Aim:
Update the material between the line containing "Plain rules. Mark every instance of the fern leaflet" and the line containing "x=409 y=116", inclusive, by replacing "textured rock face" with "rough cliff face" and leaving everything else unchanged. Return only those updated lines.

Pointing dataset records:

□ □ □ □ □

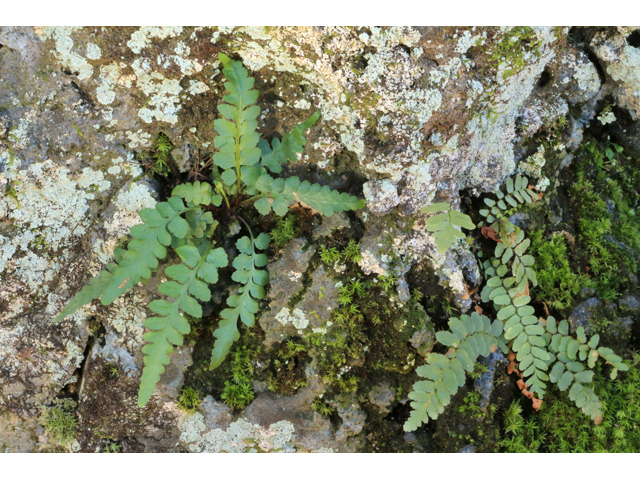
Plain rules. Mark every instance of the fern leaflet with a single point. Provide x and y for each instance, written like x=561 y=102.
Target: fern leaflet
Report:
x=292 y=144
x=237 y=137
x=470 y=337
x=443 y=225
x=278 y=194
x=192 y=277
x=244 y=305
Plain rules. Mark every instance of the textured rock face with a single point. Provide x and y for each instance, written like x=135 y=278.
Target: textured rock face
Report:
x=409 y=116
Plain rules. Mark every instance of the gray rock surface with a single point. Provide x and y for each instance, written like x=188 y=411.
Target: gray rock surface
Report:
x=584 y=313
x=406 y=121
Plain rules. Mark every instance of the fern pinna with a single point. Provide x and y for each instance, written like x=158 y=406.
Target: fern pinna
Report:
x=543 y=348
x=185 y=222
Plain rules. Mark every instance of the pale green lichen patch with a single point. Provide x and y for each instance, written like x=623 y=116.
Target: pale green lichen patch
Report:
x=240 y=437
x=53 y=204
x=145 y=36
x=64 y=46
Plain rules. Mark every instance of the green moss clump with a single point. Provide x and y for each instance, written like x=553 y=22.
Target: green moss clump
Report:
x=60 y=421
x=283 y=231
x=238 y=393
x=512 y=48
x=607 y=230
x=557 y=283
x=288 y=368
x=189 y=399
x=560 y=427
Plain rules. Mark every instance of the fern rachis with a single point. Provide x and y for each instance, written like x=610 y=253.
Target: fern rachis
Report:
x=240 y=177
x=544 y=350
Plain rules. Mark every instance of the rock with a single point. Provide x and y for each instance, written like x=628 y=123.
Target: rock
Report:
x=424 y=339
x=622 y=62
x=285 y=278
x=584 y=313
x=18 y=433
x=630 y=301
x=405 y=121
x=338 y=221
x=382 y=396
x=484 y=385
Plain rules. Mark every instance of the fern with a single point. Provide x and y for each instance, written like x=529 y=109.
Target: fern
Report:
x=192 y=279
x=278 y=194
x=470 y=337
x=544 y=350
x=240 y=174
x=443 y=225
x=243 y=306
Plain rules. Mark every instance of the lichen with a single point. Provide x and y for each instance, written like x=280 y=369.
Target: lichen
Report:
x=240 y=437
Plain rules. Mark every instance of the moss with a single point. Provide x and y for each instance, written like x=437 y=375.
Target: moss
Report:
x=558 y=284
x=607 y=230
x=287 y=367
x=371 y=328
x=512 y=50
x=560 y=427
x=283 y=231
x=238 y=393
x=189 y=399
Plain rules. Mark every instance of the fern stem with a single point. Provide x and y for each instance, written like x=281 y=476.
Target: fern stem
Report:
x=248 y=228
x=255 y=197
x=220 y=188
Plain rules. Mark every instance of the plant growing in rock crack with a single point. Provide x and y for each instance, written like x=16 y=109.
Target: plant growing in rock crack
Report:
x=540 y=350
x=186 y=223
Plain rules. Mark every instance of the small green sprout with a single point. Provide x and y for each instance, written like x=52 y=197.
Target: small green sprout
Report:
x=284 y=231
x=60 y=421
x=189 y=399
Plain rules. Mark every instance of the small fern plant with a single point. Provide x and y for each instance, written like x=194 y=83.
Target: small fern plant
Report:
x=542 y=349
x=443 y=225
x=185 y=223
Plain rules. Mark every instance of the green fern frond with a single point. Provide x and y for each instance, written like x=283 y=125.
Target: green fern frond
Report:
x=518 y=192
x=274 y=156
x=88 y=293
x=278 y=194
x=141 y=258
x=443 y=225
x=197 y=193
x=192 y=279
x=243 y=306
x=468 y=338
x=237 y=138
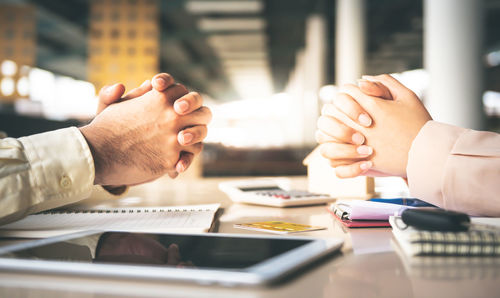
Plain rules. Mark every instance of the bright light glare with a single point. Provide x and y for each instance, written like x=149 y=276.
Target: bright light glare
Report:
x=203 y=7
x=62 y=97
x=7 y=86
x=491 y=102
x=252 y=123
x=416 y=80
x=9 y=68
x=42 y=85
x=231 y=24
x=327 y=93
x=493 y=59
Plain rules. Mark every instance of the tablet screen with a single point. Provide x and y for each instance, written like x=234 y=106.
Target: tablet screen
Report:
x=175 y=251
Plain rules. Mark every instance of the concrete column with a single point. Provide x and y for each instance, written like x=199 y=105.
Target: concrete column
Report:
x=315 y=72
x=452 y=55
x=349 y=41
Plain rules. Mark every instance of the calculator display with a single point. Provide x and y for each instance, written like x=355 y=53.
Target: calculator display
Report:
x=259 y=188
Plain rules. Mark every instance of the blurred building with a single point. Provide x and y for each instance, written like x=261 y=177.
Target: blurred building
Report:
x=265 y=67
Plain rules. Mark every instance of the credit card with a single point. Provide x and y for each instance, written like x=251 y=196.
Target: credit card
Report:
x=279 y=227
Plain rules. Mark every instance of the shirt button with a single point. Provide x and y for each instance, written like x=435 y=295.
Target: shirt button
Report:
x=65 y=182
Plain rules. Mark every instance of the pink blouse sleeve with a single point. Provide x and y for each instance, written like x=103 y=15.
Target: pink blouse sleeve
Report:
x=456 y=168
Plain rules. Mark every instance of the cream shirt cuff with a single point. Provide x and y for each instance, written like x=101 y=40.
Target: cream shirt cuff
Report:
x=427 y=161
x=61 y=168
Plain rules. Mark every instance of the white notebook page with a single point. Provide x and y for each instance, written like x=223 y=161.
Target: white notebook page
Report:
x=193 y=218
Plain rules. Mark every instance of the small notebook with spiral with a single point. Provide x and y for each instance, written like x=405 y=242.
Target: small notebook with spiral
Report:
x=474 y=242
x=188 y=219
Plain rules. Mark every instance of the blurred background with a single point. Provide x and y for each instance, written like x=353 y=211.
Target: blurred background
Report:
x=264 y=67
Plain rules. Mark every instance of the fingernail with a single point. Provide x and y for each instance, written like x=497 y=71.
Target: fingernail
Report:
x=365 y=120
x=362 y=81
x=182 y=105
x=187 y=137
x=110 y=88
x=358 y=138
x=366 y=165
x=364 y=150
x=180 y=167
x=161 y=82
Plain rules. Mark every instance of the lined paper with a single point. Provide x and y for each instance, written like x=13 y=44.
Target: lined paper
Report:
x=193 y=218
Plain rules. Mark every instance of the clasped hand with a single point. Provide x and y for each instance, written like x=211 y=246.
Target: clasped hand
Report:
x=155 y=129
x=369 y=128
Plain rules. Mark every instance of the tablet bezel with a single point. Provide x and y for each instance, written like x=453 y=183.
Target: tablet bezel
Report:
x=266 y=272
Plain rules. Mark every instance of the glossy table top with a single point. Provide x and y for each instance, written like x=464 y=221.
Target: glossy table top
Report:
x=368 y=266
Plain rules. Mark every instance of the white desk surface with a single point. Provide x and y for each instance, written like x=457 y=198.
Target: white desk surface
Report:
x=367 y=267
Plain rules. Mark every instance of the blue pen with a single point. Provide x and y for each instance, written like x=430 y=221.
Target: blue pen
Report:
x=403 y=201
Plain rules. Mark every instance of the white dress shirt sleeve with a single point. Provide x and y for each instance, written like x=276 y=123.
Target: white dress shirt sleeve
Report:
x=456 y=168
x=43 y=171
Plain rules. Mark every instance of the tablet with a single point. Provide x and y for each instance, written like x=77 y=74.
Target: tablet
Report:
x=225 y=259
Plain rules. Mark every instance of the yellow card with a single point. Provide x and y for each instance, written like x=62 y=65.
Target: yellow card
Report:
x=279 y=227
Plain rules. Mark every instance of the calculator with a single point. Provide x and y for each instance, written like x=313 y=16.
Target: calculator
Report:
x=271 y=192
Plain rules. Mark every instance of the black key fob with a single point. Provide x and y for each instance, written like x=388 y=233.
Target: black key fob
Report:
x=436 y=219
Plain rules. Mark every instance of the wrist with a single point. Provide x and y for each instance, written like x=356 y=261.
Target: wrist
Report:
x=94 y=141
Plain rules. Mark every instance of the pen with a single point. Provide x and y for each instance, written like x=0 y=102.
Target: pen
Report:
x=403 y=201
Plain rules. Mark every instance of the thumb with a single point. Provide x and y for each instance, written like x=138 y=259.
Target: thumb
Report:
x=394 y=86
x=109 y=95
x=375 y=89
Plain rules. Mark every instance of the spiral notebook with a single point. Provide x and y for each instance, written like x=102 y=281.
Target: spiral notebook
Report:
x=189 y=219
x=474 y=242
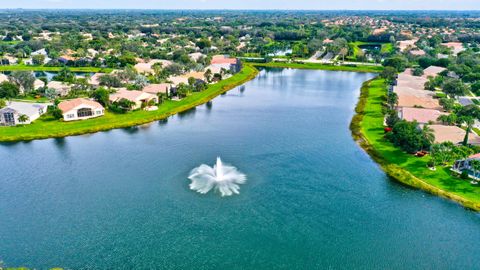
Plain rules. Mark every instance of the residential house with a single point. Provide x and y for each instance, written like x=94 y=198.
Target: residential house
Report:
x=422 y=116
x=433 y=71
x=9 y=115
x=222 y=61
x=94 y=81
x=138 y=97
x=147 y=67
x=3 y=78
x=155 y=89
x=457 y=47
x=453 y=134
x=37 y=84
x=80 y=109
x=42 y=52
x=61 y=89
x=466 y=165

□ □ □ □ □

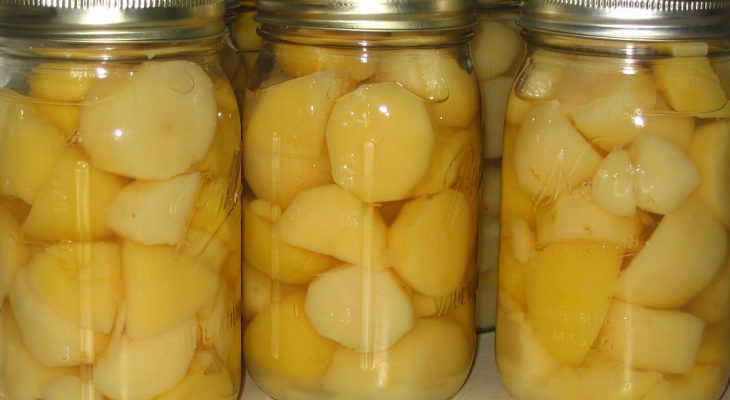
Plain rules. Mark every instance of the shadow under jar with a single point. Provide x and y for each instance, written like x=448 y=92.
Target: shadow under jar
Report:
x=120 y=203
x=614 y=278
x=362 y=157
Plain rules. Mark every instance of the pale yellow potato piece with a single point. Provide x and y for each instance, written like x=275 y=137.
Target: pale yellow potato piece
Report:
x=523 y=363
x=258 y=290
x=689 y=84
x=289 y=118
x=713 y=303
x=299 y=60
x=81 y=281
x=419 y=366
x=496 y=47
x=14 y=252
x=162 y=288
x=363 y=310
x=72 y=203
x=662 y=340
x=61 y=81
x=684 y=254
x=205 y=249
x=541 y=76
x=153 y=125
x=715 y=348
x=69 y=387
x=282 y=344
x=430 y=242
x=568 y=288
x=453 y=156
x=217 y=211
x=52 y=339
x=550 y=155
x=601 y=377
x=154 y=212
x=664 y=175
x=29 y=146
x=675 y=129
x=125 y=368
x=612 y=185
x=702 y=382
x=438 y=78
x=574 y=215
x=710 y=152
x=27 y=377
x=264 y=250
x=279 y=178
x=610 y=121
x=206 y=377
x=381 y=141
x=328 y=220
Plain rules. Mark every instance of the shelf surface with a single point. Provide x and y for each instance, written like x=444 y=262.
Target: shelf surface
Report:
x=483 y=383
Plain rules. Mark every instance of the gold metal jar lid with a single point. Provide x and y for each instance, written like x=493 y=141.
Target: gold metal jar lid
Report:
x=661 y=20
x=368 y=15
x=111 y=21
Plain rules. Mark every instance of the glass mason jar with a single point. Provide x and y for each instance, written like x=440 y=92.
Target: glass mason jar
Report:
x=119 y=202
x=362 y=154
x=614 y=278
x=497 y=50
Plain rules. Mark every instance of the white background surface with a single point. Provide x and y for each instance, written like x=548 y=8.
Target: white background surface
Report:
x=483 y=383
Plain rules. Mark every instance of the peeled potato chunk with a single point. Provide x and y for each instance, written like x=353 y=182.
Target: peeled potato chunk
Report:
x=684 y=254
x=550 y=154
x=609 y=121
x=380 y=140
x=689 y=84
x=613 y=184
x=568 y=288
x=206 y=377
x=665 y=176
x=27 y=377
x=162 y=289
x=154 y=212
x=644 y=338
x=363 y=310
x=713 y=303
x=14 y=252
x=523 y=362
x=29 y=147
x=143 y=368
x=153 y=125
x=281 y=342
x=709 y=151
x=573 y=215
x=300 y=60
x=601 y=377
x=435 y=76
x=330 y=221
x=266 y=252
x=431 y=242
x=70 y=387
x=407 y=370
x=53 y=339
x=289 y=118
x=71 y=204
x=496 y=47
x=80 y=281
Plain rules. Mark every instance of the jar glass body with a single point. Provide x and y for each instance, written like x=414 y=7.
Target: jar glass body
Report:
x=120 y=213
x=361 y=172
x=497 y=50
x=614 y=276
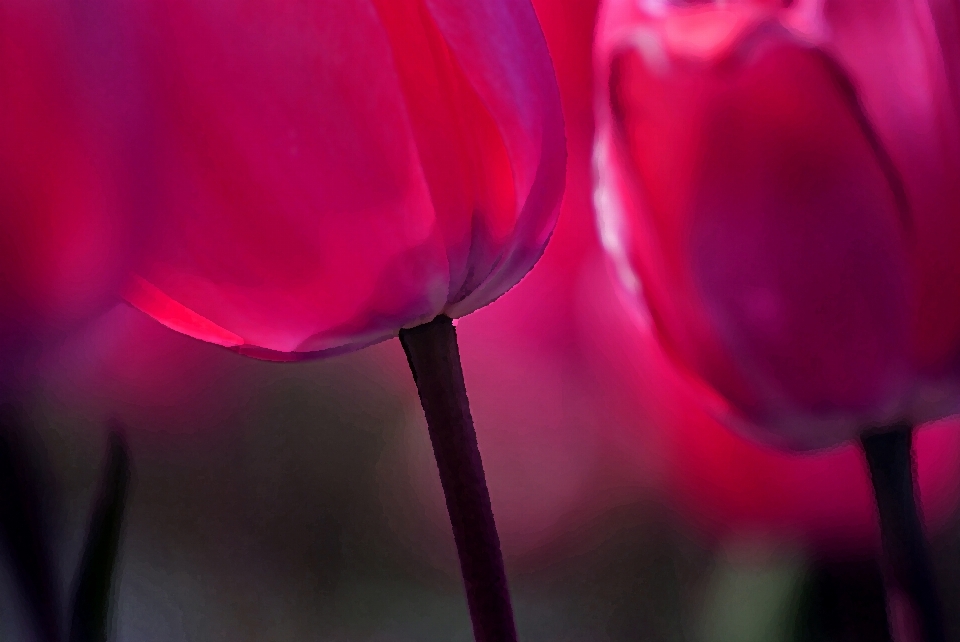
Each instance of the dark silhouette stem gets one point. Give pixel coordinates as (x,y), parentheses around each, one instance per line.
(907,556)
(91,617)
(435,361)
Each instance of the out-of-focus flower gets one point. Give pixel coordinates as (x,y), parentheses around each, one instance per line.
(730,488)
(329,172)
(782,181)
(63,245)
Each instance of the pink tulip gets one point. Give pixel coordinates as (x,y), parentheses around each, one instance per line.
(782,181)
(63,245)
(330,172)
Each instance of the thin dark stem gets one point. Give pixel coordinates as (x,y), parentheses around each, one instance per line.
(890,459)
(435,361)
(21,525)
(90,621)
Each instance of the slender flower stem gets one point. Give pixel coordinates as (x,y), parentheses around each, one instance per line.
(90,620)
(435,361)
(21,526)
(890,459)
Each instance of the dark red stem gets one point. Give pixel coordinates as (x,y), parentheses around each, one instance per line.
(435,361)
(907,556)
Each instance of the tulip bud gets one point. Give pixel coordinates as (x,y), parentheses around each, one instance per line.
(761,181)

□ □ □ □ □

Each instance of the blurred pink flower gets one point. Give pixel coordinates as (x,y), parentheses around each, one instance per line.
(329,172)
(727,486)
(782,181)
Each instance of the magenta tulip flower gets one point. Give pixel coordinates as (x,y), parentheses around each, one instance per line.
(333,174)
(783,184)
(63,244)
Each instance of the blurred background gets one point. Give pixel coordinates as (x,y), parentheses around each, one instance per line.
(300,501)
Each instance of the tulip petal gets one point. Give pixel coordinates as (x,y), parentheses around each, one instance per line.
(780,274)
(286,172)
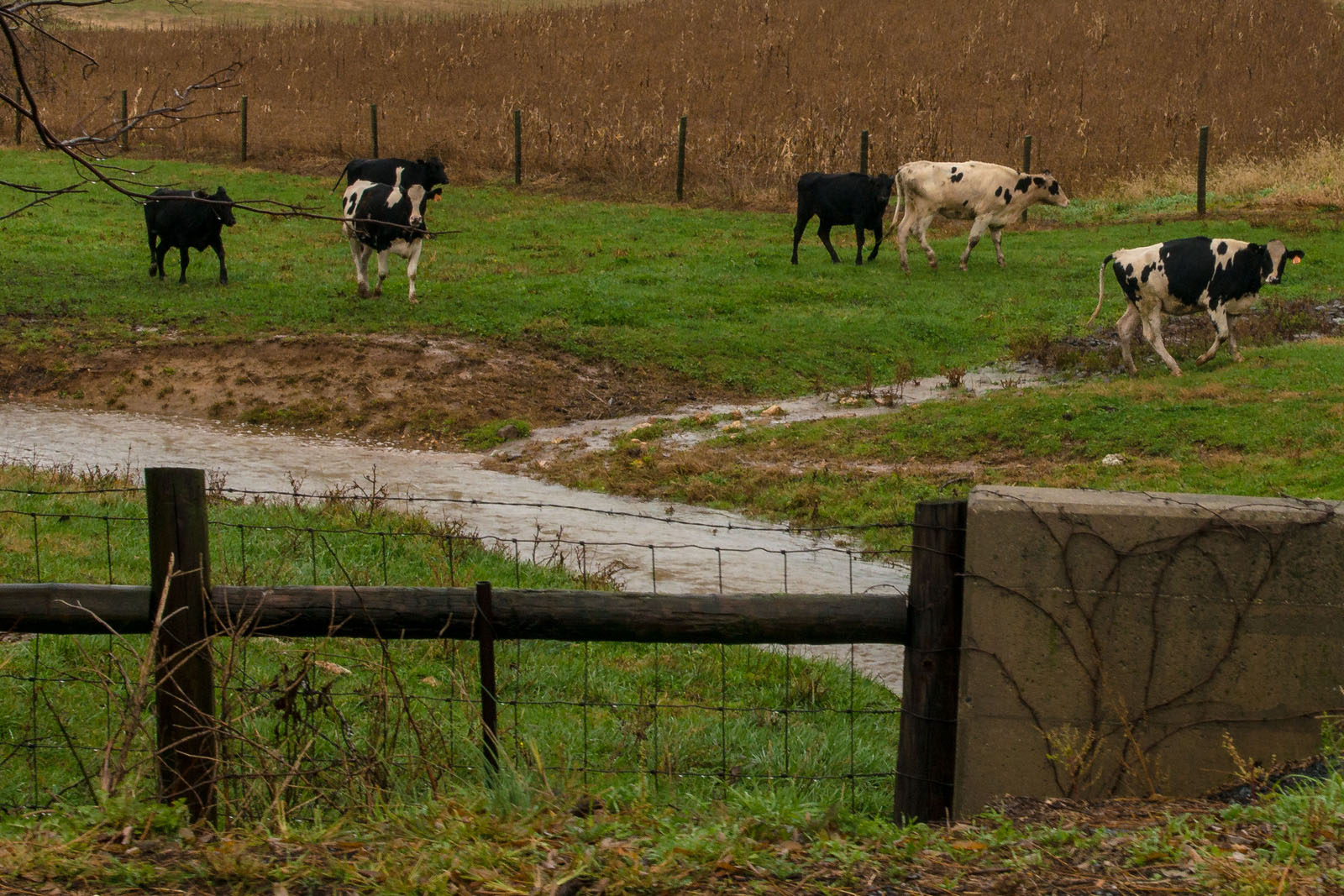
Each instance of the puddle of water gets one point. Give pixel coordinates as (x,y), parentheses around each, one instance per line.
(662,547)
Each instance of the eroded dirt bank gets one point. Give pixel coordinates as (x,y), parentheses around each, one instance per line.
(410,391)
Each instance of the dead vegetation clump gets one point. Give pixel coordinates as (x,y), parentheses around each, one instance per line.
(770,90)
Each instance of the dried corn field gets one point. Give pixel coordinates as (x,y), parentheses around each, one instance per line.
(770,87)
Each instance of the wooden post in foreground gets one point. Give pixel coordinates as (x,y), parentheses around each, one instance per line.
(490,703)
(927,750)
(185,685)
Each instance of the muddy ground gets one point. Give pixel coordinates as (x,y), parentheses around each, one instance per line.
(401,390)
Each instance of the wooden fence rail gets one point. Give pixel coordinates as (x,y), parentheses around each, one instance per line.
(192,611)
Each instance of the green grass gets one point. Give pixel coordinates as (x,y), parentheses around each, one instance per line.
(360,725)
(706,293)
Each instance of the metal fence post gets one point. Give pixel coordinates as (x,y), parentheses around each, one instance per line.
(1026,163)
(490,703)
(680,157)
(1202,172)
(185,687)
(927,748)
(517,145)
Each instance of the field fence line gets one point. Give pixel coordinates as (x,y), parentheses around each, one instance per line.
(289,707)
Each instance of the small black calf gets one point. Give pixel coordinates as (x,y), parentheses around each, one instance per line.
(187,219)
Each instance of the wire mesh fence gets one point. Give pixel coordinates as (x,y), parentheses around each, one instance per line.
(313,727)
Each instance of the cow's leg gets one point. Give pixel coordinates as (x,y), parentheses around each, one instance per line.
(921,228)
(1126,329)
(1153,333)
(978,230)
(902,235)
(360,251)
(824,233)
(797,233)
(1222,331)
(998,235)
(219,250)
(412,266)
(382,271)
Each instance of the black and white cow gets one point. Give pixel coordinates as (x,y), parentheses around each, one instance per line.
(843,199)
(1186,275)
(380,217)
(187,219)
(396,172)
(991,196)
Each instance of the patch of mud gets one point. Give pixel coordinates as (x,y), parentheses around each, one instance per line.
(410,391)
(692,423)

□ □ □ □ □

Problem solution:
Plain rules. Mark every instance of the fern leaflet with a single point. Provide x and y for each instance, written like x=561 y=102.
Target: fern leaflet
Report:
x=292 y=144
x=237 y=137
x=470 y=337
x=443 y=225
x=278 y=194
x=192 y=277
x=244 y=305
Plain rules. Mark every instance of the rough cliff face with a single point. Provide x and y for each instance, written like x=135 y=278.
Target: rough cliff face
Report:
x=409 y=116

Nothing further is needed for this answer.